#### Extrait étudié
Le Conseil d’Etat apporte de très intéressantes précisions sur la déductibilité des travaux d’agrandissement et de reconstruction dans les immeubles.
La jurisprudence est constante depuis CE sect. 17-12-1976 no 92159, no 99017 et 00787 puis CE 30-4-1997 no 152391, Larcebeau
En principe, les travaux d’amélioration ou de réparation ne sont pas déductibles s’ils sont indissociables de travaux de construction, de reconstruction ou d’agrandissement (cf. CE 26-7-1982 no 23320 ; CE 24-2-1988 no 70976 ; CE 29-3-1989 no 83212, Timsit).
C’est ainsi que pour une cour administrative d’appel, (cf CAA Nantes ci-après)
Des travaux avaient consisté au rez-de-chaussée de l’immeuble à créer un logement sur l’emplacement des anciens garages, chaufferie et local technique et à transformer deux bureaux en logements, au premier étage, à subdiviser le lot no 5 en deux logements et, au second et dernier étage, à créer trois nouveaux logements répartis sur quatre lots, et avaient conduit à divers aménagements internes et à la redistribution de l’espace intérieur de tous les niveaux de l’ensemble immobilier désormais formé au total de sept logements au lieu de quatre initialement, soit un au rez-de-chaussée, un au premier étage et deux au second étage.
La cour avait jugé que ces travaux, outre une importante modification de la consistance des locaux, avaient entraîné la création de nouvelles surfaces habitables sur des emplacements de jardins, garage et escaliers et elle avait jugé que, dans ces conditions, eu égard à leur nature et à leur ampleur, les travaux en cause devaient être regardés dans leur ensemble comme des travaux d’agrandissement et de reconstruction, donc non déductibles.
Cependant, les intéressés avaient présenté des facturations dissociées pour les parties déjà utilisées en logements, d’une part, et pour celles résultant d’un agrandissement de surface et d’une nouvelle affectation, d’autre part.
Le juge de cassation censure la Cour d’Appel pour erreur de droit. (cf Arrêt CE ci-après)
Il considère en effet qu’elle ne s’est pas prononcée sur une éventuelle indissociabilité, sur le plan technique et fonctionnel, des travaux ayant la nature de dépenses d’entretien, de réparation ou d’amélioration, qui ne conduisent à aucune augmentation de la surface habitable et qui ne portent pas d’atteinte importante au gros-œuvre, avec les travaux de reconstruction et d’agrandissement réalisés par ailleurs, ce qui permet leur déduction en charges !
########
• _Consigne 1_
D'après l'extrait, pour quel motif le Conseil d'État censure-t-il la cour administrative d'appel ? Répondez en une à trois phrases.
• _Consigne 2_
Résumez l'extrait en deux phrases.
• _Consigne 3_
Répondez brièvement aux questions suivantes à partir de l'extrait.
(a) Combien de logements l'ensemble immobilier comptait-il initialement, et combien en compte-t-il après les travaux ?
(b) Qu'a-t-on créé au rez-de-chaussée sur l'emplacement des anciens garages, chaufferie et local technique ?
(c) Qu'avaient présenté les intéressés pour les parties déjà utilisées en logements et pour celles résultant d'un agrandissement ?
#### Section des données
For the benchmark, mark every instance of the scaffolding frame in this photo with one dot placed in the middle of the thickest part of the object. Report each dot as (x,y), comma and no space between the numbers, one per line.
########
• _Réponse produite 1_
Le Conseil d'État retient une erreur de droit. La cour ne s'est pas prononcée sur une éventuelle indissociabilité, sur le plan technique et fonctionnel, entre deux catégories de travaux. D'un côté figurent les travaux d'entretien, de réparation ou d'amélioration qui n'augmentent pas la surface habitable et ne portent pas d'atteinte importante au gros-œuvre, de l'autre les travaux de reconstruction et d'agrandissement réalisés par ailleurs, ce qui permet la déduction en charges des premiers.

• _Réponse produite 2_
En principe, les travaux d'amélioration ou de réparation ne sont pas déductibles lorsqu'ils sont indissociables de travaux de construction, de reconstruction ou d'agrandissement. Une cour administrative d'appel avait ainsi jugé non déductibles des travaux ayant porté un immeuble de quatre à sept logements, mais le Conseil d'État l'a censurée pour erreur de droit, faute pour elle d'avoir examiné si les travaux d'entretien, de réparation ou d'amélioration étaient techniquement et fonctionnellement indissociables des travaux d'agrandissement.

• _Réponse produite 3_
(a) Quatre initialement, sept après les travaux.
(b) Un logement.
(c) Des facturations dissociées.